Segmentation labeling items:
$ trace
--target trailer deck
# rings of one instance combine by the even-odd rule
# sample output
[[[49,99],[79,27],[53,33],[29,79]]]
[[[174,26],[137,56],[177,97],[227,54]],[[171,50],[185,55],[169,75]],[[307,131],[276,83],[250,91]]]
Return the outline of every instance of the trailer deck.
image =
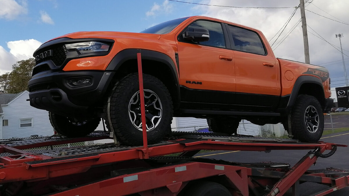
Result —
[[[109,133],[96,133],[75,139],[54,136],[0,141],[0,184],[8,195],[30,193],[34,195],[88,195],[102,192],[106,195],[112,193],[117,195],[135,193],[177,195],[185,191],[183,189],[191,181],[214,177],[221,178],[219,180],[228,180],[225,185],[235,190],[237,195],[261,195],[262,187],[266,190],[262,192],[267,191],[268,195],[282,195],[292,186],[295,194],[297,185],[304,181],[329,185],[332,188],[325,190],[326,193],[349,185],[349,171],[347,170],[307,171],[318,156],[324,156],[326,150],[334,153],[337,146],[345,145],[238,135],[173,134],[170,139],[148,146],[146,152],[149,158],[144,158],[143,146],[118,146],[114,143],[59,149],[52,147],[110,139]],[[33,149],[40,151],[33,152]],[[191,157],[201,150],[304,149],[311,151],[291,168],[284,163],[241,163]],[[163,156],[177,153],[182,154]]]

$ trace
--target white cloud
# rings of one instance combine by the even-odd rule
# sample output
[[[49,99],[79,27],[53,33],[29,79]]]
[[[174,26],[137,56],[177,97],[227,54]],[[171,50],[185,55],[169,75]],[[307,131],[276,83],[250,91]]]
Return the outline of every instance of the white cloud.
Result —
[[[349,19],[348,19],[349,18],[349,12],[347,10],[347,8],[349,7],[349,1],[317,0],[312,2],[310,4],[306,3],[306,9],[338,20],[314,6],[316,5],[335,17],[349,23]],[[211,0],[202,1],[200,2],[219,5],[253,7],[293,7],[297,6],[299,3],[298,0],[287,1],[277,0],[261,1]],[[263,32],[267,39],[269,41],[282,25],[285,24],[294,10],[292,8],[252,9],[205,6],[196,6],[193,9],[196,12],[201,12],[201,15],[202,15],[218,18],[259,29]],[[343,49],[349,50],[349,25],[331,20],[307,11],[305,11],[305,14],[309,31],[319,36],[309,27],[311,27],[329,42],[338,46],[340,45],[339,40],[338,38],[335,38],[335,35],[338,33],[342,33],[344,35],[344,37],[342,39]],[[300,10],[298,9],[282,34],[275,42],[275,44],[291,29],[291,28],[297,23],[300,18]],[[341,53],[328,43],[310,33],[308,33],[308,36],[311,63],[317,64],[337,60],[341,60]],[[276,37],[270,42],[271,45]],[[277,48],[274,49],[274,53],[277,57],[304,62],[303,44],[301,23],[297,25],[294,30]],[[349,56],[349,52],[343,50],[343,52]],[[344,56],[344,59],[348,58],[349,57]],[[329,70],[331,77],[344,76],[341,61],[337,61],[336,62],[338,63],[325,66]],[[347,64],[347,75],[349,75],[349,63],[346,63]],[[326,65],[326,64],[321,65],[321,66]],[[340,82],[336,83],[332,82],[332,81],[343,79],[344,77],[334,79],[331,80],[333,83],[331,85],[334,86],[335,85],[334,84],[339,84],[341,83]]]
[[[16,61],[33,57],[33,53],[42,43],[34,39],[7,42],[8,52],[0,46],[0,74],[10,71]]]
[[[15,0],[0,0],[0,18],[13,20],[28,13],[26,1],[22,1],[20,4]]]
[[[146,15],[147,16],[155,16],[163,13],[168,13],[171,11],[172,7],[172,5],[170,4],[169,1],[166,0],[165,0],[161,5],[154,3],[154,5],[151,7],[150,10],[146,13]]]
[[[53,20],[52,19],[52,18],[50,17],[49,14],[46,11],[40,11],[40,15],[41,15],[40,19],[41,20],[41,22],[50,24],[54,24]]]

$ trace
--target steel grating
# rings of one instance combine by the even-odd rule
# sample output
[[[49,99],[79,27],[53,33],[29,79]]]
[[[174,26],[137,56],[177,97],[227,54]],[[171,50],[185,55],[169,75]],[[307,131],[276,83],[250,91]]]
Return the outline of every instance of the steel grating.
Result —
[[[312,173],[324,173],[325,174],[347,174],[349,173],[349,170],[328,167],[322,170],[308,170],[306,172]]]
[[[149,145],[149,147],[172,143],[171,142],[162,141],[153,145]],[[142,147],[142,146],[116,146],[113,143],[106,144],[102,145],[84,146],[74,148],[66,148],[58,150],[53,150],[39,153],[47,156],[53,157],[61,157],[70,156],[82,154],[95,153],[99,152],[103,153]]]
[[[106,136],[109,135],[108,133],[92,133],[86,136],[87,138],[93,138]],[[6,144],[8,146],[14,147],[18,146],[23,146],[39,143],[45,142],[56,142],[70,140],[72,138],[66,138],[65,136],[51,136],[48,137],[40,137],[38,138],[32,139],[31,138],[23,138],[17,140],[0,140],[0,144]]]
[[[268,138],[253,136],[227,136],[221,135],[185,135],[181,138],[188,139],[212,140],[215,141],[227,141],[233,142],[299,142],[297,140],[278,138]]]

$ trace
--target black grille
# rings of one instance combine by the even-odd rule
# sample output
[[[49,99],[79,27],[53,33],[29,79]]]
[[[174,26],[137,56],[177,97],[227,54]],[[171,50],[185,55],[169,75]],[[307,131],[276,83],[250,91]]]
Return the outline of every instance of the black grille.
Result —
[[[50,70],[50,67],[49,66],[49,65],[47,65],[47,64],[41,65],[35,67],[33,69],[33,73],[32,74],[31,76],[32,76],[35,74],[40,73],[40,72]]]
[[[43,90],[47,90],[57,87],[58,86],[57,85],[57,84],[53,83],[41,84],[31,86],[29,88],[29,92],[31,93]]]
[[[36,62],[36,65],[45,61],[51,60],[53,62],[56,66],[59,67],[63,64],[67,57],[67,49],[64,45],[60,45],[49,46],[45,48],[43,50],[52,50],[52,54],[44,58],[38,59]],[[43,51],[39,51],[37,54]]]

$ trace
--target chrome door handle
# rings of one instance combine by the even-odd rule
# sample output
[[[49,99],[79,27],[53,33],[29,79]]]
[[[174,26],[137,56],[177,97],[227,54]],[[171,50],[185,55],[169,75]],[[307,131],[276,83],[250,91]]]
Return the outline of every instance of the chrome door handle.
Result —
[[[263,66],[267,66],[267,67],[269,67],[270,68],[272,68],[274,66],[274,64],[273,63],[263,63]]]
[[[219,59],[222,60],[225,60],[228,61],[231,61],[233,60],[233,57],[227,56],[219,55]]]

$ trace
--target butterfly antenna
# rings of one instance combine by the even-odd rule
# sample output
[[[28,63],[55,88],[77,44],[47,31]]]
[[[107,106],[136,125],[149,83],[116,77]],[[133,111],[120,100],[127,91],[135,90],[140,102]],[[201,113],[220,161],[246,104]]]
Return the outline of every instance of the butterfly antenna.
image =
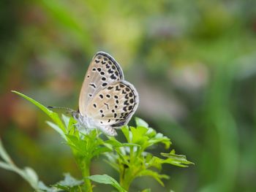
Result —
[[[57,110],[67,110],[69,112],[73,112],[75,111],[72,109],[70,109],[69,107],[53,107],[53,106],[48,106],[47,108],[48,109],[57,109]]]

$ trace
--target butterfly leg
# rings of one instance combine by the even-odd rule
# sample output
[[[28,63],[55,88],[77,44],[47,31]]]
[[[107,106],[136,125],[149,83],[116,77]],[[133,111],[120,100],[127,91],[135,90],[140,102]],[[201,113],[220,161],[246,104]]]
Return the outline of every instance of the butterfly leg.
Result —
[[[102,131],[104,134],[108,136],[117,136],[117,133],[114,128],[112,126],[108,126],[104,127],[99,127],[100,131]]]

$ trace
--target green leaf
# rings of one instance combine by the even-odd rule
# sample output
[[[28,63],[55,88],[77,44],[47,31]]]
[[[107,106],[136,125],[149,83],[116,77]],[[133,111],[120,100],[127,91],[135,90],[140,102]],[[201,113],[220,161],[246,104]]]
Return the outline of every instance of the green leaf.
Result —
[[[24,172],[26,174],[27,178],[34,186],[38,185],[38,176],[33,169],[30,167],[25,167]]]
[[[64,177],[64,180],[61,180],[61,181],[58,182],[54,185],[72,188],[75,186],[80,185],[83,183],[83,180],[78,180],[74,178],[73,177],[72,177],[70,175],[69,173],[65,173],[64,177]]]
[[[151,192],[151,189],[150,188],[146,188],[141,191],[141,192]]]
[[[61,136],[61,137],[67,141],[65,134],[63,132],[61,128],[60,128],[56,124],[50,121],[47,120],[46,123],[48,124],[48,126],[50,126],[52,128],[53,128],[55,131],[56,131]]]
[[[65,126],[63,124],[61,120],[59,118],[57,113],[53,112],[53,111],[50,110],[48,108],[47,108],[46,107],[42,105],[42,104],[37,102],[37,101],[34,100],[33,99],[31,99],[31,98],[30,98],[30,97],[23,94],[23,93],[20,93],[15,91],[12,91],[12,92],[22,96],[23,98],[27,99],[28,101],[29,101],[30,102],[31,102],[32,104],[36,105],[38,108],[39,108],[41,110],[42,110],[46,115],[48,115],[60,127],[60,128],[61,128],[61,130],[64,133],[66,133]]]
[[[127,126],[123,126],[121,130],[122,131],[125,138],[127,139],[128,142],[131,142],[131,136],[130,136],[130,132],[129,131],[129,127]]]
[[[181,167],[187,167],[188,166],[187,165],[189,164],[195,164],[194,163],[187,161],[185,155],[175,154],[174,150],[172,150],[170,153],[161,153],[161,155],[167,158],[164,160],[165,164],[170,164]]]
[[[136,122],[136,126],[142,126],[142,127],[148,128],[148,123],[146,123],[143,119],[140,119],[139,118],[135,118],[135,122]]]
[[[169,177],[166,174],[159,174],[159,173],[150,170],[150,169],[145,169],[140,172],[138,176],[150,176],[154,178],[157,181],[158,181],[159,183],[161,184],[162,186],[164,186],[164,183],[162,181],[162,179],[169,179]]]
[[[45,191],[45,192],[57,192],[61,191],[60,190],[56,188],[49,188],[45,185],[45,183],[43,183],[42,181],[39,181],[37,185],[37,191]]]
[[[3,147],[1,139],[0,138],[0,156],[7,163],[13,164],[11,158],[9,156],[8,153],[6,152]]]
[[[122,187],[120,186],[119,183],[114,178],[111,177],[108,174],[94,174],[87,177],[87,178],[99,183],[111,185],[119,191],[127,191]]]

**Requirements**
Which lines of the items above contain the string "black"? Report each of them in full.

**Answer to the task**
--target black grille
Return the outline of every instance of the black grille.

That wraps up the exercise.